→ Activity: Swap "impatient" for "restless" and write out the game-design blog post between "So, this post" and "could hope for.", inclusive.

→ Reading text:
[Start of section]

Well, another week, another blog post! Unfortunately I had no play test this week, but thats ok. Come September I will have a lot more play tests again; lots of people are out of town wrapping their summer vacations and stuff. It gives me time to begin preparing some files to be uploaded to The Game Crafter!

In big news though, I have decided on a name for my game, since Viking Invasion was just a working title. I have decided, based in part upon the opinions I gathered from play testers, that my game will now be called Defenders of Wessex!

Since I have little to share today in terms of game development, I thought I might start with how my game came to be.

For a long while (several years, I think) I have been trying to design a game. That first game was called "Dogfight" and was a miniature war game where the players controlled a squad of space fighters in a dog fight. The gimmick was that the game was played entirely on a 3 dimensional setup, meaning that the planes could actually move in 3 dimensions rather than the typical 2 dimensions plus buildings that tabletop wargames generally operate in.

Well, that idea got shelved because I just could not wrap my head around how to build a useful prototype (this was before my BGDF days). One day, last February, I was sitting in my corner of the basement trying to figure out a better game. I was actually listing antagonists. Zombies. Ninjas. Aliens. Robots. I went through most of the common tropes. Then I hit Vikings. Yes, a common trope, but being that medieval history is actually what my degree is in, this one came together and I had the first draft of the rules done in 30 minutes.

Next step: Call Dad. My dad is the least board gamey person I know; he abhors competition, and he despises most games. The only game I had ever know for him to enjoy was Zombicide, and that only because it was a Co-op.

I told him my plan, gave him an overview of the rules, and he loved it. He asked if he could help me make it even, which was huge! It was also useful because my dad is an artist of no small talent (I'm not just saying that cause he's my dad; the attached image is some of his work. Thats his name across the bottom), and he agreed to do the artwork for the game. Things began to move forward as I borrowed inspiration from Zombicide, Pandemic, and Ticket to Ride to name a few.

So, this post is getting long. I'll end it here. Next week I will tell you all about the birth of version 1.0 and how we found, and overcame, the pitfall that made it unplayable.

Comments

The 'call your dad' step is

The 'call your dad' step is fantastic. It is great to target people with an antithetical outlook and see if you can reel them in. I tried having my father proofread fiction for me, but he was too impatient. Two sentences in, I'd get comments like "Who is this guy?" and "What is he doing?!"

That your father is willing to do the artwork is just awesome. It looks like he does some great work that is visually compelling. The experience of working together and having this as a shared project to look back on years from now . . . I'm jealous. Father and son is the best collaboration anyone could hope for.

Also, thumbs up for having a

Also, thumbs up for having a degree in this. I expect that will set you apart from just about every other viking game, it looks really good in a KS bio, and it should help if you ultimately go with a publisher.

I was pretty stoked when the

I was pretty stoked when the idea coalesced. Its a golden opportunity to use an otherwise unusable degree (I only say that because a history degree now is only really useful for pre-law, teaching, or going full PhD; my plan had been to go full PhD and be a professor of medieval history, but that idea was scrapped at the end of the first 5 years of school).

[End of section]

→ Supplied information:
[Start of section]

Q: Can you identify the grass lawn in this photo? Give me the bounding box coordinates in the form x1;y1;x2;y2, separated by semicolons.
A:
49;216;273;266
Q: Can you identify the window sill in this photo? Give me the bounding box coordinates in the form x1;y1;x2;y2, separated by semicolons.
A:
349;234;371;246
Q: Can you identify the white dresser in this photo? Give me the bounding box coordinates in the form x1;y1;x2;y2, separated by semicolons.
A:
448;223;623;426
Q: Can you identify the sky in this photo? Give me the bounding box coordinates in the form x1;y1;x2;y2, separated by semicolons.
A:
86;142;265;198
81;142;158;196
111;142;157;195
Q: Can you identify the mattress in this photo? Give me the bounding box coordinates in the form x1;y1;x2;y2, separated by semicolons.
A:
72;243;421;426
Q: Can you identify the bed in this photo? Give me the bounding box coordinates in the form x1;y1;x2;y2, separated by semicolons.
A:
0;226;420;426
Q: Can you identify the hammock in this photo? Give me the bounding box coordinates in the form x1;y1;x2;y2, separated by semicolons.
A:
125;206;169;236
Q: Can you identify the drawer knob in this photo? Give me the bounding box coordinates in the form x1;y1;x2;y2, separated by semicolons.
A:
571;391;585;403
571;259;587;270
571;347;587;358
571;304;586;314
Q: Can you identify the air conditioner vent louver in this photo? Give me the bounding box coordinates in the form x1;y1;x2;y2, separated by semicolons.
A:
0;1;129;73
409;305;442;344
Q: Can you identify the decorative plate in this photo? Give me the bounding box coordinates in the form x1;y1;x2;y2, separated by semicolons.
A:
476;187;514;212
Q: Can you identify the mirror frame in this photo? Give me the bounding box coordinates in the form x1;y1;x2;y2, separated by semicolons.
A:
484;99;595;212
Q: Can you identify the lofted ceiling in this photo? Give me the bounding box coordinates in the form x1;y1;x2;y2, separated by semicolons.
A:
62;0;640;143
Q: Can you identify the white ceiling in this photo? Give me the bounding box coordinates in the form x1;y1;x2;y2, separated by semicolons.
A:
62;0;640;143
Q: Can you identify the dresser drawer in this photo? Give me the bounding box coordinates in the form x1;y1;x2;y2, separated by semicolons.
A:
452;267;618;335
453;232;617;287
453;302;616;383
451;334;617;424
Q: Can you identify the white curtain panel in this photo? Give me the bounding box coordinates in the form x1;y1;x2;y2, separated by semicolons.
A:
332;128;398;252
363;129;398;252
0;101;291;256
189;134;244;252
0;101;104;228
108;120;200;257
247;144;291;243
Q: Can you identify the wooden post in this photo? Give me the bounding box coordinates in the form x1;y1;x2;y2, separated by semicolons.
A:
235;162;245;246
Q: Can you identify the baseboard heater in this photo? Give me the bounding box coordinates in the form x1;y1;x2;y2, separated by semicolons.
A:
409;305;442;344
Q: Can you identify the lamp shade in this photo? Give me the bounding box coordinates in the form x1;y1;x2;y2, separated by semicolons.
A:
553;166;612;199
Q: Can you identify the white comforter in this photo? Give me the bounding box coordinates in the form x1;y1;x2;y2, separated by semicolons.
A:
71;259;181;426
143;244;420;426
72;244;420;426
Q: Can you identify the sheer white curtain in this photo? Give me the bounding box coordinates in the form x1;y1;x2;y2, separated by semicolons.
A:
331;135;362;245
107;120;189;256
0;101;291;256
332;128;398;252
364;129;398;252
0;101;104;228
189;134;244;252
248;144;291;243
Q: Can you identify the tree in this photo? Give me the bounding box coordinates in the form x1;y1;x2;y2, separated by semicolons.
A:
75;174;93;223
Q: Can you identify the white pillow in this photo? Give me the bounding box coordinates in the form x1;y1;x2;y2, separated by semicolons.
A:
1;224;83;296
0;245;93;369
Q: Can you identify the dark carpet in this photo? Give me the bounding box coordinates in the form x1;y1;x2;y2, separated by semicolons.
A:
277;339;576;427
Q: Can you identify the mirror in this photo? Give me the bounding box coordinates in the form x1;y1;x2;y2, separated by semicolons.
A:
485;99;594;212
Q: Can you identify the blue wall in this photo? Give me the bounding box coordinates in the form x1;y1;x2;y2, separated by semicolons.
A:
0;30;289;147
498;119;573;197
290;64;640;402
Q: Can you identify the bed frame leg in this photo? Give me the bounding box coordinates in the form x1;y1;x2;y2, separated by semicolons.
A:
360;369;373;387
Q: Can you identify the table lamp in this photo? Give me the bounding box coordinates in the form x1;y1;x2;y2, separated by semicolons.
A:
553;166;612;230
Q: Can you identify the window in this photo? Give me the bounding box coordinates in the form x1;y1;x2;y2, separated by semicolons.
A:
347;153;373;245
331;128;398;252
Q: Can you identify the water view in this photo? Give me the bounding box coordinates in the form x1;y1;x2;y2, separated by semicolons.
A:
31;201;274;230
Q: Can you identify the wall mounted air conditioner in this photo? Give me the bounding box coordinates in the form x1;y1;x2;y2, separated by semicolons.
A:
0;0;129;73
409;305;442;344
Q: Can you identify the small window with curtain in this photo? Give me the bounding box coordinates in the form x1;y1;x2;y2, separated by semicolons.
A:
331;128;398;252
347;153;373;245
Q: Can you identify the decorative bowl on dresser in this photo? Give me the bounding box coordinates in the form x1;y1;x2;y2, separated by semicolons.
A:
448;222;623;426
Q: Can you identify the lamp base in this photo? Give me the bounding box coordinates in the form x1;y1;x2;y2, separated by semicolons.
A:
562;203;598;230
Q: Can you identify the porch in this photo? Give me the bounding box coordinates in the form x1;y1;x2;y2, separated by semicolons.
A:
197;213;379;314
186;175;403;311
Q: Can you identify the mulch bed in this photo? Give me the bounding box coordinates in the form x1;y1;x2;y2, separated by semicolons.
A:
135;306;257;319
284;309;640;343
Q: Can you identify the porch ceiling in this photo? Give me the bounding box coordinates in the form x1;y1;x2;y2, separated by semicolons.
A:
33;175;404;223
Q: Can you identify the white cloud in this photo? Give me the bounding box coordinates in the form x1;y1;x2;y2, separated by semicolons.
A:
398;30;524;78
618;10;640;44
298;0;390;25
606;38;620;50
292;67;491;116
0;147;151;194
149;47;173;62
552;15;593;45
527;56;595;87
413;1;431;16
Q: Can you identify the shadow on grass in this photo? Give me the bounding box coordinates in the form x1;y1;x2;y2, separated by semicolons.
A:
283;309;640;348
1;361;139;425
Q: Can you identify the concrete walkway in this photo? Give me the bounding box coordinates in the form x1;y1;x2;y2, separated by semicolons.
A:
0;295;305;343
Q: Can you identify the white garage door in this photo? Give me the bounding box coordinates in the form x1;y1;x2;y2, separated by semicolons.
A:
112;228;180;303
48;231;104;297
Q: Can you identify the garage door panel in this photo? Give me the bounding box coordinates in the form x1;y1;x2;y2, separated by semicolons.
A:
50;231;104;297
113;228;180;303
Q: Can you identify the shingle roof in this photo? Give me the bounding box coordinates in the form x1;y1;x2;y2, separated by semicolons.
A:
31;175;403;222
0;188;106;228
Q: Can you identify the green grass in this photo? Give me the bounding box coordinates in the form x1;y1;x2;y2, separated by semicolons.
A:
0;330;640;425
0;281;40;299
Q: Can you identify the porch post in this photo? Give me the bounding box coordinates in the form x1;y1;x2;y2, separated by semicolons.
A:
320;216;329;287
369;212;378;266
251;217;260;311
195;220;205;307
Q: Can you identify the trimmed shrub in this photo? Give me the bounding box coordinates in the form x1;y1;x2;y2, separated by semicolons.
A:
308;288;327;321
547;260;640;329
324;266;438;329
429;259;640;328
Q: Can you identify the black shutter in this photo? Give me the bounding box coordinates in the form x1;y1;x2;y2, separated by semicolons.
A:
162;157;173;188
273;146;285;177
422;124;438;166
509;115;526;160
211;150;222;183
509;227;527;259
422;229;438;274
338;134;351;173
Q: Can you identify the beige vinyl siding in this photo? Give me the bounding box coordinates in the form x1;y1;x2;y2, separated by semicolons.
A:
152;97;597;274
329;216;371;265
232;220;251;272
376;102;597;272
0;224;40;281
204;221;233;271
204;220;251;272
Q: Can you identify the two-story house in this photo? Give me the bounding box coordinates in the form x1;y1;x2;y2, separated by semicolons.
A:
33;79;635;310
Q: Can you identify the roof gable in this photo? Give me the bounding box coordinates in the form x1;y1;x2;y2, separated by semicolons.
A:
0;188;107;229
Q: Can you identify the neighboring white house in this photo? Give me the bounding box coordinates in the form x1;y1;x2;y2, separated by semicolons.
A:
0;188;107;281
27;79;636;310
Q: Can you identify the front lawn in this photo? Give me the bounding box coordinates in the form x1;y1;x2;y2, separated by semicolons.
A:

[End of section]

→ Response area:
So, this post is getting long. I'll end it here. Next week I will tell you all about the birth of version 1.0 and how we found, and overcame, the pitfall that made it unplayable.

Comments

The 'call your dad' step is

The 'call your dad' step is fantastic. It is great to target people with an antithetical outlook and see if you can reel them in. I tried having my father proofread fiction for me, but he was too restless. Two sentences in, I'd get comments like "Who is this guy?" and "What is he doing?!"

That your father is willing to do the artwork is just awesome. It looks like he does some great work that is visually compelling. The experience of working together and having this as a shared project to look back on years from now . . . I'm jealous. Father and son is the best collaboration anyone could hope for.